Electric… erratic… even selfish – there are many words used to describe DeSean Jackson, the Eagles’ former wide receiver. But is “dangerous” one of them?

Shortly before the Philadelphia Eagles released the receiver on March 28, NJ.com published an article alleging that Jackson has gang ties in Los Angeles. Depending on who you believe, the Eagles either gave up on trading Jackson after the report surfaced, or always intended to cut him. Prior to the report of gang ties, over the years Jackson had been rumored to have skipped meetings, disrupted the locker room, wasted practices, and recently, caused friction with head coach Chip Kelly. In 2012, Jackson signed a five-year extension for $48.5 million with the Eagles, with $15 million guaranteed. While his base salary was $750,000 in 2012 and $6.75 million in 2013, his base salary was going to be $10.25 million in 2014, none of it guaranteed. Jackson had his best year in 2013, with 82 catches for 1,332 yards and nine touchdowns. Two-thousand-and-thirteen was the 27 year-old’s third time making the Pro Bowl.

Pro Bowler or not, as of Friday he was gone. The media’s reaction was swift and decisive–Jackson was the villain, in the mold of former Patriots tight end Aaron Hernandez, and the Eagles were shrewd and justified in their move to cut him. Talking heads spoke with conviction of Jackson’s cancerous personality in the locker room, and journalists wrote with certainty of Jackson’s dubious character outside it.

Since his release last Friday, here’s what we’ve learned: Jackson has ties to two Crips members, who have been connected to two homicides since 2010, but Jackson wasn’t implicated in either case. He was arrested for marijuana possession in 2009, and last season, appeared to throw up a Crips gang sign while playing the Washington Redskins. Jackson denied these allegations in a formal statement, but hasn’t spoken on the matter. The media’s coverage, as it tends to do the further it distances itself from an event, has become more nuanced, with ESPN’s Jason Whitlock arguing the Eagles simply believed the divisive player wasn’t worth $10.25 million this year, Seattle Seahawks cornerback Richard Sherman defending Jackson, and ex-Eagles wide receiver Cris Carter tweeting his support for Jackson.

PARTS OF THE EXERCISE:
**a.** Name every person the article about DeSean Jackson's release mentions, other than Jackson himself.
**b.** Carry on the article about DeSean Jackson's release from the Eagles, picking up after its final sentence.

SOURCE INFORMATION:
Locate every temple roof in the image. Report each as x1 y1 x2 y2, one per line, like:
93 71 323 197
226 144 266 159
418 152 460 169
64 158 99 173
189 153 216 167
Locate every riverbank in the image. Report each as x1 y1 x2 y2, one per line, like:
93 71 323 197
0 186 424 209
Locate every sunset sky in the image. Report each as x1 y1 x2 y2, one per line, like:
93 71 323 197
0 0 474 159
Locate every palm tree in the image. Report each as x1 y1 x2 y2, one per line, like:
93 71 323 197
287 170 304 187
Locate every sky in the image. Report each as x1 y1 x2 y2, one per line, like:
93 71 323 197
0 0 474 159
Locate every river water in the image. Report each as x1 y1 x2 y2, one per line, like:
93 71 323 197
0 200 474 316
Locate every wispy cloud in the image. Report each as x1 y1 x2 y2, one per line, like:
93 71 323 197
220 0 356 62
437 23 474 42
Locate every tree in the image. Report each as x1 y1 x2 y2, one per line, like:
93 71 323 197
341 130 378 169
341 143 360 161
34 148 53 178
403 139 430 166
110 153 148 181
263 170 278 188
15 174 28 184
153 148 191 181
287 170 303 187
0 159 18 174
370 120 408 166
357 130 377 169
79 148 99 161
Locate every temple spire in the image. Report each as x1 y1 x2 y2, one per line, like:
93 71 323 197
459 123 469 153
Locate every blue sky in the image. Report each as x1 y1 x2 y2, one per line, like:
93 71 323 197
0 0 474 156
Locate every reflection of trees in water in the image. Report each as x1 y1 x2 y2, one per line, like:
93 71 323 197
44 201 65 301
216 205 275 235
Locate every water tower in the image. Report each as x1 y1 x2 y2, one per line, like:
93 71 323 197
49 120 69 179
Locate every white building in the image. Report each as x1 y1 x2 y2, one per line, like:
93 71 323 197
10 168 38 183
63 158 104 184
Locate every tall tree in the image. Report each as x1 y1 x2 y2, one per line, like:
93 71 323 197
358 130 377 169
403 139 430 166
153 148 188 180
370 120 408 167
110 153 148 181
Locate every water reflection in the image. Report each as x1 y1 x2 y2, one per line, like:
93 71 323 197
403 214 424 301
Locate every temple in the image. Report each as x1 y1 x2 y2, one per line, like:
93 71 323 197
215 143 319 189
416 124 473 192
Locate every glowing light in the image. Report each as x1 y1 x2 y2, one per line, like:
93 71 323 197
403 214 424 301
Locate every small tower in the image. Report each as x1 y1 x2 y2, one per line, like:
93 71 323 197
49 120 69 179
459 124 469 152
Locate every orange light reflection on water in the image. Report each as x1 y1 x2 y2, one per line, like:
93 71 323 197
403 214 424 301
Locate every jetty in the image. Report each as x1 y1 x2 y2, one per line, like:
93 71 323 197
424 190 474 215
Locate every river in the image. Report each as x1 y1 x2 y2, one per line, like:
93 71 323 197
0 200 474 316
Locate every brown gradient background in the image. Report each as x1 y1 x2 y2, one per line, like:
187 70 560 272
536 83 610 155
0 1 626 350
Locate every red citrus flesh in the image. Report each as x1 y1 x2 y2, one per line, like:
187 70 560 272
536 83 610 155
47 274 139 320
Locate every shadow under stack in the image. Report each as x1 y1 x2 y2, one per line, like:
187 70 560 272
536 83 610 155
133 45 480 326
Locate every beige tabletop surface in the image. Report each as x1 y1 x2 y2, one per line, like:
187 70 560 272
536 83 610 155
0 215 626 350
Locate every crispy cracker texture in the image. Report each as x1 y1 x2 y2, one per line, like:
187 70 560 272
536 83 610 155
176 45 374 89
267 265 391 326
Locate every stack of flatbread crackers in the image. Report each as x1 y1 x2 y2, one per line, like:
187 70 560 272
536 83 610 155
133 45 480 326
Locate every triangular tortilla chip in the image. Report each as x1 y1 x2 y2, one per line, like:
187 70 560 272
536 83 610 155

ANSWERS IN ORDER:
**a.** Chip Kelly, Aaron Hernandez, Jason Whitlock, Richard Sherman, Cris Carter

**b.**
From where I sit, Jason Whitlock has the right idea. These reports of “gang ties” are weak at best and irresponsible at worst. He may know gang members, but he’s never been arrested for anything gang related. He was called and questioned about a murder, and his family member owned the bar where another murder took place, but that doesn’t make him guilty. (Remember that whole “innocent until proven guilty” thing?) Sure, he was arrested for marijuana possession, but so was Colts owner Jim Irsay. No one’s saying Irsay is in a gang. And perhaps what’s most revealing is that despite seeking confirmation from the LAPD of Jackson’s gang ties – the LAPD “confirmed reports,” whatever that means – the 49ers and Raiders were still interested in signing him. The Raiders might not have the best reputation, but wouldn’t the 49ers back off if they thought the LAPD’s evidence was damning?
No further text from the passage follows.